Records from a data collection
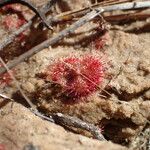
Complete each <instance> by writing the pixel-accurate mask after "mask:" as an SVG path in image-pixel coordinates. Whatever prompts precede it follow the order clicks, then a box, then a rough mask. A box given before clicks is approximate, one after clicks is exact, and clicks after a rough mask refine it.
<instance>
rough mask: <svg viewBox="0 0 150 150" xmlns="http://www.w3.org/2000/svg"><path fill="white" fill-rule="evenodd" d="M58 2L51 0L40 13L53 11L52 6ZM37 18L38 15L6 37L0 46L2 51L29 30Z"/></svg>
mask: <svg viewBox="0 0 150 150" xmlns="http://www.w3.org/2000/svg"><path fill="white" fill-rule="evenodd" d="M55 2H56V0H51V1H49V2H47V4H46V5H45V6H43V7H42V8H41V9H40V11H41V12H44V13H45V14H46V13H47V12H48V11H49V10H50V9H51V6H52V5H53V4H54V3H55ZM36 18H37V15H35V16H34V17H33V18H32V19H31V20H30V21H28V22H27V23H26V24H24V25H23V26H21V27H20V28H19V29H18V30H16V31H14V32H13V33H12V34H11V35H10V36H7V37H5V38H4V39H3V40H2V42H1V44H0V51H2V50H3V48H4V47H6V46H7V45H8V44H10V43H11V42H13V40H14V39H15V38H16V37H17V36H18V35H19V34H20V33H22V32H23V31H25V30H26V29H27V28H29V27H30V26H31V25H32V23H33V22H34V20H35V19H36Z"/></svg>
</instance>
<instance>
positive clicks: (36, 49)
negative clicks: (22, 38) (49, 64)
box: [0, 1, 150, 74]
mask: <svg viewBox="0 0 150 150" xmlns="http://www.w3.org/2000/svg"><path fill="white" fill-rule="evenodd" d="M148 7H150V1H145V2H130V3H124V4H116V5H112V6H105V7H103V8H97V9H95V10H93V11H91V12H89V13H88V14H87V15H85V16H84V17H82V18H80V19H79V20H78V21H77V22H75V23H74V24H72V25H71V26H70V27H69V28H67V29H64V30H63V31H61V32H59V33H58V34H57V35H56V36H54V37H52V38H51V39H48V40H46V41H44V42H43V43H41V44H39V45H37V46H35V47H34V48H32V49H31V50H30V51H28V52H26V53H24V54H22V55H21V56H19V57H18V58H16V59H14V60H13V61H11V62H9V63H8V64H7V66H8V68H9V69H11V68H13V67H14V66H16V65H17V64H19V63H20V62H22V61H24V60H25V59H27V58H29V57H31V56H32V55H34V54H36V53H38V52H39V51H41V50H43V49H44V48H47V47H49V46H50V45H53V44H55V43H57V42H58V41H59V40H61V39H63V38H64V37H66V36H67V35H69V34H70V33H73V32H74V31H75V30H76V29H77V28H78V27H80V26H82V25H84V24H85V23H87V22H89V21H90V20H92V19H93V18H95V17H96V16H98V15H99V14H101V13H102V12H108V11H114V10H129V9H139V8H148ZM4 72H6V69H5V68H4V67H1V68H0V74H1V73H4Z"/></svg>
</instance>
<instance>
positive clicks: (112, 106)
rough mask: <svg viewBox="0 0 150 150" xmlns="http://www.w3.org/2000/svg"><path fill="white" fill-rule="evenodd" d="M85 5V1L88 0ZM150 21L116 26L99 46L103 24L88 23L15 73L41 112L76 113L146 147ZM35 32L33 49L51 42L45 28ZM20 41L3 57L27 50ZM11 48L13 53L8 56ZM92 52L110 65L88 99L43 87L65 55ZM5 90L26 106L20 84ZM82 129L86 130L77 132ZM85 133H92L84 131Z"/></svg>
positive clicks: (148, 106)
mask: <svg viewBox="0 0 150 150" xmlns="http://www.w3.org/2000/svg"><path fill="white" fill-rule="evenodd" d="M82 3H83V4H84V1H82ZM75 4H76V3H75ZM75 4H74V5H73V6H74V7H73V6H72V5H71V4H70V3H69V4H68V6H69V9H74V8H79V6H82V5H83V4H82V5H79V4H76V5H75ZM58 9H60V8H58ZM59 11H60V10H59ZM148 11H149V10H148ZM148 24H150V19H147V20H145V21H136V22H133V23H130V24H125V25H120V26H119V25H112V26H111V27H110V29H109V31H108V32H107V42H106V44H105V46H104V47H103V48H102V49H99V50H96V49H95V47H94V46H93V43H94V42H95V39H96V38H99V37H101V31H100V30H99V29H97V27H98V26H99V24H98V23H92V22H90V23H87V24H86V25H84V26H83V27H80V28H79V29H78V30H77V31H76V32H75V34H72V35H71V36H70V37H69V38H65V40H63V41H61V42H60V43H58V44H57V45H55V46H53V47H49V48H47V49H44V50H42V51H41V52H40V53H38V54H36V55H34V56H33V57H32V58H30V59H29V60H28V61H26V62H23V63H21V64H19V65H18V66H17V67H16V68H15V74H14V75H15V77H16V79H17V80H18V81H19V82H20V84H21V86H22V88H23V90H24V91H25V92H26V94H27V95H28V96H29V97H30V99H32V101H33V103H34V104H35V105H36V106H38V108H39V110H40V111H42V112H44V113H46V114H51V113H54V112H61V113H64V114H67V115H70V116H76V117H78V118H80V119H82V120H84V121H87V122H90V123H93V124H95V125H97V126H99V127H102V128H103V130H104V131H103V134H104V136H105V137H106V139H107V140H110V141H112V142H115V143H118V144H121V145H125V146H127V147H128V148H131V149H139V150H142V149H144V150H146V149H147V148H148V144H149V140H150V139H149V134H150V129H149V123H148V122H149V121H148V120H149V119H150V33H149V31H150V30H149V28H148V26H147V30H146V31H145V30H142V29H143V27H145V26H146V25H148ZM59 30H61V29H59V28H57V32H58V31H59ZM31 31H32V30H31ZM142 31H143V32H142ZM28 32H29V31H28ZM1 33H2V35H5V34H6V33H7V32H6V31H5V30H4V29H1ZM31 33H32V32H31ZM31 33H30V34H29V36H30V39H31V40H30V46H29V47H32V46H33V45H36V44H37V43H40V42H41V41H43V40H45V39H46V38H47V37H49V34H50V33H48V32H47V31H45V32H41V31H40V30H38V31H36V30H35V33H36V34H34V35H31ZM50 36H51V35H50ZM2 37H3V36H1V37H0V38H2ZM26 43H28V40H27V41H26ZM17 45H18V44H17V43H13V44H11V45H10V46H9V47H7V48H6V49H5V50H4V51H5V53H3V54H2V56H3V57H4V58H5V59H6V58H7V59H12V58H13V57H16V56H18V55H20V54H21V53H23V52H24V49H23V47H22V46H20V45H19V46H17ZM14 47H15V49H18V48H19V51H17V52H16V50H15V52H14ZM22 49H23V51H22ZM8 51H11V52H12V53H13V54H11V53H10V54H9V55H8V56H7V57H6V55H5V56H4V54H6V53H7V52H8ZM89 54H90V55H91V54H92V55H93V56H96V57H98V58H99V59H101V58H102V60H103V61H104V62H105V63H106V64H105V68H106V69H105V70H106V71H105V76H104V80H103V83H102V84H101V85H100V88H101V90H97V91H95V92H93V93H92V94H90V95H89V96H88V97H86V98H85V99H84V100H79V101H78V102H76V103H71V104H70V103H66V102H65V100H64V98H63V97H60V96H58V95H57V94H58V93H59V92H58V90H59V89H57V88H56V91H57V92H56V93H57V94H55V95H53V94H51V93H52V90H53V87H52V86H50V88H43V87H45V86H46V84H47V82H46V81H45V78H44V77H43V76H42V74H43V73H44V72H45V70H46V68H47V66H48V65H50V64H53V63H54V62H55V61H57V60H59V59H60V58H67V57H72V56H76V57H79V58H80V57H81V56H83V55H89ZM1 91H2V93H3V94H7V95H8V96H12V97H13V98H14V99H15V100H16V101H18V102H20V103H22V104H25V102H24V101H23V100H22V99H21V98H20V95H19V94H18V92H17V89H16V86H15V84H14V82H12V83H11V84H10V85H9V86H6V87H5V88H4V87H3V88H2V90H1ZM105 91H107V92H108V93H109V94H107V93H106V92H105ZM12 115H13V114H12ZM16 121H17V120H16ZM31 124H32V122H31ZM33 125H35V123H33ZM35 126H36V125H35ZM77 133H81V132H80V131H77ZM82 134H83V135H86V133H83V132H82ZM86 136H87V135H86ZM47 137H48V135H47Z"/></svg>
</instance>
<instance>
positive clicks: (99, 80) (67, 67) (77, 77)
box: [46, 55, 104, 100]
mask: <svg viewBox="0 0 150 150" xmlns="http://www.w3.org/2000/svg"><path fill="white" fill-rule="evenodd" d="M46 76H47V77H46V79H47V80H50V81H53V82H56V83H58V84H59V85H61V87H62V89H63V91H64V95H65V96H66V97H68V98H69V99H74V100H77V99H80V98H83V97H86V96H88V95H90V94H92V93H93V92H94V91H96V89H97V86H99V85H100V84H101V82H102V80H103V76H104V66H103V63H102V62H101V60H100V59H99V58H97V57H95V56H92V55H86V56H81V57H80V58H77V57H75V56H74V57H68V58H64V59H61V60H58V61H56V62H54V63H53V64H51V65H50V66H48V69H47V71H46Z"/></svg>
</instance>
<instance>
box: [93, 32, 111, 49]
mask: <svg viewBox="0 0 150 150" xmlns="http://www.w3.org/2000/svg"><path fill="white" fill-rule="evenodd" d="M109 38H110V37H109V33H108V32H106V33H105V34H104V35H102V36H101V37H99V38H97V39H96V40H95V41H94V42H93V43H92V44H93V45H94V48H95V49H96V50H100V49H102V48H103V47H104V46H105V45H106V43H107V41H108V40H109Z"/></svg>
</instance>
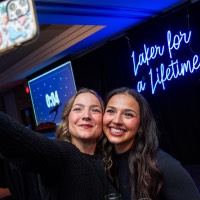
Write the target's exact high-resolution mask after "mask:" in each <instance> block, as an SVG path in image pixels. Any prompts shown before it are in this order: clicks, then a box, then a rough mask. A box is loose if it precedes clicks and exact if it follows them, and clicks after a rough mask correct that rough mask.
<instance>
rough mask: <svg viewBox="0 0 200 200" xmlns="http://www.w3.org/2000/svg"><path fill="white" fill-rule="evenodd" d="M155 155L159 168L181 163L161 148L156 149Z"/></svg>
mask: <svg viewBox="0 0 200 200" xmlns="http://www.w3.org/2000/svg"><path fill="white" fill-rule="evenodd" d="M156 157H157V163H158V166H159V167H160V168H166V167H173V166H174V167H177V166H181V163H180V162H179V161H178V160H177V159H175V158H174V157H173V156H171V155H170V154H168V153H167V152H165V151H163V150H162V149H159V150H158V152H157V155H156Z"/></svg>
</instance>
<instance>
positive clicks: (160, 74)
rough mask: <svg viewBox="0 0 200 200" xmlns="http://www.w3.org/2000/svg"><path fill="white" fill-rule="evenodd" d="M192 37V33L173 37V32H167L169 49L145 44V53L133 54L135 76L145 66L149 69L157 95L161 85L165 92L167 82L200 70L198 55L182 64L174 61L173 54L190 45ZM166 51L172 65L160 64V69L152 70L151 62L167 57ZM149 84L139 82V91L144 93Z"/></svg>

## WHAT NEEDS TO BE DONE
Every line with "image" in it should be copied from the entries.

## RESPONSE BELOW
Complete each <instance> by writing the pixel-accurate mask after "mask:" as an SVG path in image-pixel coordinates. Whatever prompts precede it follow the order clicks, then a box, then a rough mask. A box given before clicks is approximate, one after clicks is exact, and clicks after a rough mask refine it.
Write the target's exact high-resolution mask after "mask:" in each <instance> block, as an SVG path in image pixels. Any prompts shown before it are in this order: clicks, then a box, then a rough mask. A box is loose if it precedes clicks and exact if it follows them, and clicks after a rough mask correct that rough mask.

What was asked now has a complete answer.